[[ INPUT RECORDS open ]]

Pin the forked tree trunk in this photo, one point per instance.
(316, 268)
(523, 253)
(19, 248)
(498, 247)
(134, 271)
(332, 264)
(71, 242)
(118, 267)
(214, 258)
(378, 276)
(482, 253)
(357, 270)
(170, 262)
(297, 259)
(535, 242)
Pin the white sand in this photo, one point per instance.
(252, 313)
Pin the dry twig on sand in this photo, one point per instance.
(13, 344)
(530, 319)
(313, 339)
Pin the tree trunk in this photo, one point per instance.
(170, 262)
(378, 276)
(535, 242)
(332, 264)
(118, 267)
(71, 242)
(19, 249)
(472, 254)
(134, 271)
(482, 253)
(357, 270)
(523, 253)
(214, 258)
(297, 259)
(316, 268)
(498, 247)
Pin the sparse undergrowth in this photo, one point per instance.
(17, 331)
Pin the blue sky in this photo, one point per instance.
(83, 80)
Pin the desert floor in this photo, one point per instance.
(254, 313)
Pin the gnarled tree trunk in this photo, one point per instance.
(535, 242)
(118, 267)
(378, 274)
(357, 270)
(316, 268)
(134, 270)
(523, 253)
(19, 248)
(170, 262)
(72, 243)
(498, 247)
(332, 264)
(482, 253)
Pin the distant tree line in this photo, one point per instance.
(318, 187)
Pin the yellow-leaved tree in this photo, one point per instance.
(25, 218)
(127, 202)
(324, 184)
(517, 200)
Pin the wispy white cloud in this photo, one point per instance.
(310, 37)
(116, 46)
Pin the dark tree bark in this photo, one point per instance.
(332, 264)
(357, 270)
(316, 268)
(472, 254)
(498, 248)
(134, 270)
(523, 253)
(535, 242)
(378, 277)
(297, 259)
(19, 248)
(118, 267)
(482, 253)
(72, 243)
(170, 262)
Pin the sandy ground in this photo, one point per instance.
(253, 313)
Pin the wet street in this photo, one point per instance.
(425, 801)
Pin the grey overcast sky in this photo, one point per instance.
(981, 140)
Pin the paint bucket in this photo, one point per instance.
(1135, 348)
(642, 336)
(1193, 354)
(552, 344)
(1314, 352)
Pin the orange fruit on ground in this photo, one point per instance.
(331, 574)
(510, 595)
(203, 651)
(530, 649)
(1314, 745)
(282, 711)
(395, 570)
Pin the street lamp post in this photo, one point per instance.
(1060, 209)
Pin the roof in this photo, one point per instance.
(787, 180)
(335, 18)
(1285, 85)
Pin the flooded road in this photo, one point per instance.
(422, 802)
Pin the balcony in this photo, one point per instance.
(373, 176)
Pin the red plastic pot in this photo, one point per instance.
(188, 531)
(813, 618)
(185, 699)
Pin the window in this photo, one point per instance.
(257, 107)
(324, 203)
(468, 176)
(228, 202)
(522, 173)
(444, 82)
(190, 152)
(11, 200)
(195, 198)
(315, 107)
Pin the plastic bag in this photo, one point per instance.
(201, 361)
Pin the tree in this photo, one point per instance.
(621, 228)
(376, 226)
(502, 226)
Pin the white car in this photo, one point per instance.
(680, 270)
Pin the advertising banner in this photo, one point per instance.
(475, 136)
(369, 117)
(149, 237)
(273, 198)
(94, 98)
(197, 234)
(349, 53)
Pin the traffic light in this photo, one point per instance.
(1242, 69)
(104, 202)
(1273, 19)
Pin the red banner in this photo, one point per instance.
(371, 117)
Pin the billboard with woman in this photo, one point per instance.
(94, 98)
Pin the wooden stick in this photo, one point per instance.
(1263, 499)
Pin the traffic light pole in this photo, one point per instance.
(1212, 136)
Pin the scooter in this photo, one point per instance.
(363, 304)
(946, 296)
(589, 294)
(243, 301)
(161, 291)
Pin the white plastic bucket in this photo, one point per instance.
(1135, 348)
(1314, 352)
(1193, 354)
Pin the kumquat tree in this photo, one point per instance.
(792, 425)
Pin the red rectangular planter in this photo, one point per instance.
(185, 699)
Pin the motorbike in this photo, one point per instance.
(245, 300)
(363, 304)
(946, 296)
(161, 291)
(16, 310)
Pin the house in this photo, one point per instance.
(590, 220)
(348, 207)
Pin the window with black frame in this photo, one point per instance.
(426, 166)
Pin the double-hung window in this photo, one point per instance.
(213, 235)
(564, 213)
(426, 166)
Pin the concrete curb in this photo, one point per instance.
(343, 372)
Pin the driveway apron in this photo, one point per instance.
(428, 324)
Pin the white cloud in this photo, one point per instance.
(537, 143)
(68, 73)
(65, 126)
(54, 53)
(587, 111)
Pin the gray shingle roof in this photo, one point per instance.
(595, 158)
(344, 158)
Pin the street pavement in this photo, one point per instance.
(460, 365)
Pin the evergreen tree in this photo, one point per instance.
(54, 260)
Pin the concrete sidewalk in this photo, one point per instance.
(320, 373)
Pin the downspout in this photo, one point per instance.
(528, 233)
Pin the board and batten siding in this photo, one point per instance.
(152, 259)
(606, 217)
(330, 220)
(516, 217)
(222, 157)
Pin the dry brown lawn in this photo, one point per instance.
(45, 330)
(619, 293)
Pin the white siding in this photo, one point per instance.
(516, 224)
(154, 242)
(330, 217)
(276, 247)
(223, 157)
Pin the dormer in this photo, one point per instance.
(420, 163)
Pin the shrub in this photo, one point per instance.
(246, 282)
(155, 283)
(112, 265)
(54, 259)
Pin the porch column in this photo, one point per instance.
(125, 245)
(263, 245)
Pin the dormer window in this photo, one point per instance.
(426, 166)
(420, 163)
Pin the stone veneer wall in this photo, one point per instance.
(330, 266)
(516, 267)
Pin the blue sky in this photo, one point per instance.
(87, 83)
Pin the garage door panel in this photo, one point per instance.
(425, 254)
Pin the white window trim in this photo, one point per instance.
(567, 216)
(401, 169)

[[ INPUT RECORDS closed ]]

DIRECTIONS:
The entries above must be output exactly, with every line preserved.

THE ANSWER:
Pin the forked tree trunk in this photo, one point per instance.
(316, 268)
(523, 253)
(19, 248)
(498, 247)
(134, 271)
(332, 264)
(71, 242)
(118, 267)
(214, 258)
(378, 276)
(482, 253)
(357, 270)
(170, 262)
(297, 259)
(535, 242)
Pin the white sand in this photo, one point per instance.
(252, 313)
Pin the dry twig on sand in this photo, one point per instance.
(13, 344)
(530, 319)
(313, 339)
Pin the tree trunk in this photo, one point per instance.
(170, 262)
(378, 276)
(535, 242)
(332, 264)
(118, 267)
(71, 242)
(19, 249)
(472, 254)
(134, 271)
(482, 253)
(357, 270)
(523, 253)
(214, 258)
(297, 259)
(316, 268)
(498, 247)
Pin the sparse undergrowth in this photo, one point per instance.
(17, 331)
Pin the blue sky in this photo, one point per instance.
(83, 80)
Pin the desert floor in this photo, one point per instance.
(254, 313)
Pin the gnarled tree trunk in this photo, one point per instance.
(535, 242)
(118, 267)
(378, 274)
(357, 270)
(316, 268)
(134, 270)
(523, 253)
(19, 248)
(170, 262)
(72, 243)
(498, 247)
(332, 264)
(482, 253)
Pin the distant tree line in this photo, one point per instance.
(318, 187)
Pin the yellow-leaved tree in this photo, one point per instance.
(25, 218)
(127, 202)
(324, 184)
(517, 200)
Pin the wispy white cloud in this photo, one point per instance.
(310, 37)
(116, 46)
Pin the dark tree bark in this photo, one point per instance.
(332, 264)
(357, 270)
(316, 268)
(472, 254)
(498, 248)
(134, 270)
(523, 253)
(535, 242)
(378, 277)
(297, 259)
(19, 248)
(118, 267)
(482, 253)
(72, 243)
(170, 262)
Pin the sandy ground in this photo, one point per instance.
(253, 313)
Pin the wet street in this photo, one point per instance.
(425, 801)
Pin the grey overcast sky in this photo, one point per instance.
(981, 140)
Pin the paint bucket in this photo, one point per instance.
(1135, 348)
(642, 336)
(1193, 354)
(552, 344)
(1314, 352)
Pin the orange fruit on ground in this photo, one point per instance.
(331, 574)
(510, 595)
(203, 651)
(530, 649)
(1314, 745)
(282, 711)
(395, 570)
Pin the street lamp post in this photo, one point per instance.
(1060, 209)
Pin the roof in this photo, one point per instance.
(787, 180)
(335, 18)
(1285, 85)
Pin the flooded road in this photo, one point per instance.
(422, 802)
Pin the balcony in this photo, one point per instance.
(373, 176)
Pin the red plastic pot in this photo, one point per instance.
(188, 531)
(813, 618)
(185, 699)
Pin the window in this photo, one point per instance.
(257, 107)
(324, 203)
(468, 176)
(228, 202)
(522, 173)
(444, 82)
(190, 152)
(11, 200)
(195, 198)
(315, 107)
Pin the plastic bag in this photo, one point per instance.
(201, 361)
Pin the tree in this photo, one point per instance.
(621, 228)
(376, 226)
(502, 226)
Pin the white car in this photo, one point per instance.
(680, 270)
Pin the advertising banner in this photo, one point per instance.
(475, 136)
(369, 117)
(149, 237)
(273, 198)
(94, 98)
(197, 234)
(349, 53)
Pin the traffic light in this photo, one point per instance.
(1242, 69)
(104, 202)
(1273, 19)
Pin the red banner in this photo, one point per instance.
(371, 117)
Pin the billboard with woman in this photo, one point per instance.
(94, 98)
Pin the wooden stick in this photo, one point per instance.
(1263, 499)
Pin the traffic light pole in this photo, one point per instance.
(1212, 136)
Pin the scooter in this photo, one point per instance.
(363, 304)
(946, 296)
(589, 294)
(243, 301)
(161, 291)
Pin the white plastic bucket in this photo, one point per instance.
(1135, 348)
(1314, 352)
(1193, 354)
Pin the kumquat tree in this photo, one point per instance.
(792, 425)
Pin the red rectangular planter in this photo, one point per instance.
(185, 699)
Pin the motorbike in this photo, one point per instance.
(245, 300)
(363, 304)
(946, 296)
(161, 291)
(16, 310)
Pin the house in this photo, one point per instance.
(590, 220)
(348, 207)
Pin the window with black frame in this photo, one point per instance.
(426, 166)
Pin the double-hung window in this photo, one point per instance.
(213, 235)
(564, 213)
(426, 166)
Pin the concrete curb in this photo, one point per instance.
(343, 372)
Pin the driveway apron in this photo, one point per instance.
(428, 324)
Pin the white cloud in this photo, one point per instance.
(537, 143)
(68, 73)
(65, 126)
(54, 53)
(587, 111)
Pin the gray shingle roof in this photo, one point per instance.
(595, 158)
(344, 158)
Pin the street pavement in this photo, one point per instance.
(460, 365)
Pin the evergreen tree in this photo, one point per instance.
(54, 260)
Pin the concrete sidewalk in this photo, one point per instance.
(320, 373)
Pin the downspout in this photo, one point per instance.
(528, 233)
Pin the board and batten siding in this photo, one point per instance.
(152, 259)
(606, 217)
(330, 220)
(516, 217)
(222, 157)
Pin the dry brown lawn in this photo, one point per instance.
(45, 330)
(619, 293)
Pin the white siding in this photo, one point per instance.
(516, 224)
(154, 242)
(330, 217)
(276, 247)
(223, 157)
Pin the dormer in this photo, one point per instance.
(420, 163)
Pin the shrub in this photo, one point per instance.
(246, 282)
(155, 283)
(112, 265)
(54, 259)
Pin the porch column in this photo, one point per instance.
(125, 245)
(263, 245)
Pin the dormer window in this photo, one point per instance.
(426, 166)
(420, 163)
Pin the stone veneer wall in this photo, one point per instance.
(330, 266)
(516, 267)
Pin the blue sky in this photo, one point per instance.
(87, 83)
Pin the garage door panel in this photo, one point per instance.
(425, 254)
Pin the white window trim in this photo, one point per instance.
(567, 216)
(401, 169)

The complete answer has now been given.